▸ **Okuma Parçası**:

/---

Türkiye'nin en iyi haber sitesi
OKAN MÜDERRİSOĞLU

Hafızayı tazelemek

Karamsarlığa kapılan toplumların toparlanıp kendine gelmesi, "Düne bakıp ders çıkarma, yarını öngörüp tedbir alma" becerisine bağlıdır. Bugün, 21 Şubat 2011. Cumhuriyet tarihinin en ağır ekonomik krizinin üzerinden 10 yıl geçti. Büyük bedeller ödendi. 1990-1999 arasındaki 10 yıl, kısa ömürlü koalisyon hükümetleri ve popülist siyasi kararlarla heba edildiği için, ekonominin ayağa kalkması 2000-2010 döneminde yine 10 yıla mal oldu.
Geriye dönüp baktığımızda, tüylerimizi diken diken eden öyle ilginç olaylar var ki... Ve çoğu çok dramatik. Örnek vermek gerekirse...

\---

▸ **Görev 1**:
Ekonomik kriz üzerine yazının "Türkiye'nin en iyi" sözlerinin geçtiği yerden başlayıp "yıla mal oldu." sözleriyle biten kısmını hiç değiştirmeden yeniden yazın.
Yazıyla liste arasında hiçbir bağ yoktur.

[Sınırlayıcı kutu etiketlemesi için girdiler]

/---

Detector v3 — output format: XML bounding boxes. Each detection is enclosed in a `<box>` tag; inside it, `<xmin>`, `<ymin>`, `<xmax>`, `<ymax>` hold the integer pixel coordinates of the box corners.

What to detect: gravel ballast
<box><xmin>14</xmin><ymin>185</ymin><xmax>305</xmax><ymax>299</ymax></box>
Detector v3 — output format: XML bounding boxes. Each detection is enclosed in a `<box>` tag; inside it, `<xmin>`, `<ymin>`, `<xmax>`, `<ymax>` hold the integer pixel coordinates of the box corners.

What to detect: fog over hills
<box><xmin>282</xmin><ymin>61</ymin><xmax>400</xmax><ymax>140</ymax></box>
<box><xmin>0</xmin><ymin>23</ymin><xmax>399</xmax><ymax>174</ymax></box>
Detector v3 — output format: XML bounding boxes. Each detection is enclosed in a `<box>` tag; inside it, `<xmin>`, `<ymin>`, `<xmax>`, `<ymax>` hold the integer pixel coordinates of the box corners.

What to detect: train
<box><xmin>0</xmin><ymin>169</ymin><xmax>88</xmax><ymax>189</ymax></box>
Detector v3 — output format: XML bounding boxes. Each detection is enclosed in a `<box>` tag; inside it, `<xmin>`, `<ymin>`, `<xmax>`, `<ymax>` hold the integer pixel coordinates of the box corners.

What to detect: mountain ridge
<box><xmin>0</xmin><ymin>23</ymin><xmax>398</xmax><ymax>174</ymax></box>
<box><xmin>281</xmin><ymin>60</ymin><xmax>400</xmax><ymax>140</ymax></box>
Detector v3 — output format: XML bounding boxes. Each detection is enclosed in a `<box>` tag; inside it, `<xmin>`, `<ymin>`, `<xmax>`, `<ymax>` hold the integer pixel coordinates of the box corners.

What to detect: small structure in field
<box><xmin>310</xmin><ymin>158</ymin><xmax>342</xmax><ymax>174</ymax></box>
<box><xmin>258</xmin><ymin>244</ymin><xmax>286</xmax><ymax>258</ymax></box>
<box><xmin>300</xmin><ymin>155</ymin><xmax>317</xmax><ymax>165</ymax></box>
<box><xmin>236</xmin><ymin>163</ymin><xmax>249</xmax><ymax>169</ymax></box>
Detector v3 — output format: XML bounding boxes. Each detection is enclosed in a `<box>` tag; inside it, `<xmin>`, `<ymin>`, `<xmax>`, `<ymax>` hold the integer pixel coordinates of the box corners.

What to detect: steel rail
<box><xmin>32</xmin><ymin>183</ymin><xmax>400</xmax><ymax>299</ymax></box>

\---

▸ **Görev 2**:
Listenin başından "What to detect: gravel ballast" geçen satıra kadar (o satır da dahil) olan satırları, "Detector v3" yerine "Detector v4" koyup geri kalan her şeyi aynı bırakarak yeniden yazın. Yalnızca bu satırları verin.

▸ **Tam Yanıt 1**:
Türkiye'nin en iyi haber sitesi
OKAN MÜDERRİSOĞLU

Hafızayı tazelemek

Karamsarlığa kapılan toplumların toparlanıp kendine gelmesi, "Düne bakıp ders çıkarma, yarını öngörüp tedbir alma" becerisine bağlıdır. Bugün, 21 Şubat 2011. Cumhuriyet tarihinin en ağır ekonomik krizinin üzerinden 10 yıl geçti. Büyük bedeller ödendi. 1990-1999 arasındaki 10 yıl, kısa ömürlü koalisyon hükümetleri ve popülist siyasi kararlarla heba edildiği için, ekonominin ayağa kalkması 2000-2010 döneminde yine 10 yıla mal oldu.

▸ **Tam Yanıt 2**:
Detector v4 — output format: XML bounding boxes. Each detection is enclosed in a `<box>` tag; inside it, `<xmin>`, `<ymin>`, `<xmax>`, `<ymax>` hold the integer pixel coordinates of the box corners.

What to detect: gravel ballast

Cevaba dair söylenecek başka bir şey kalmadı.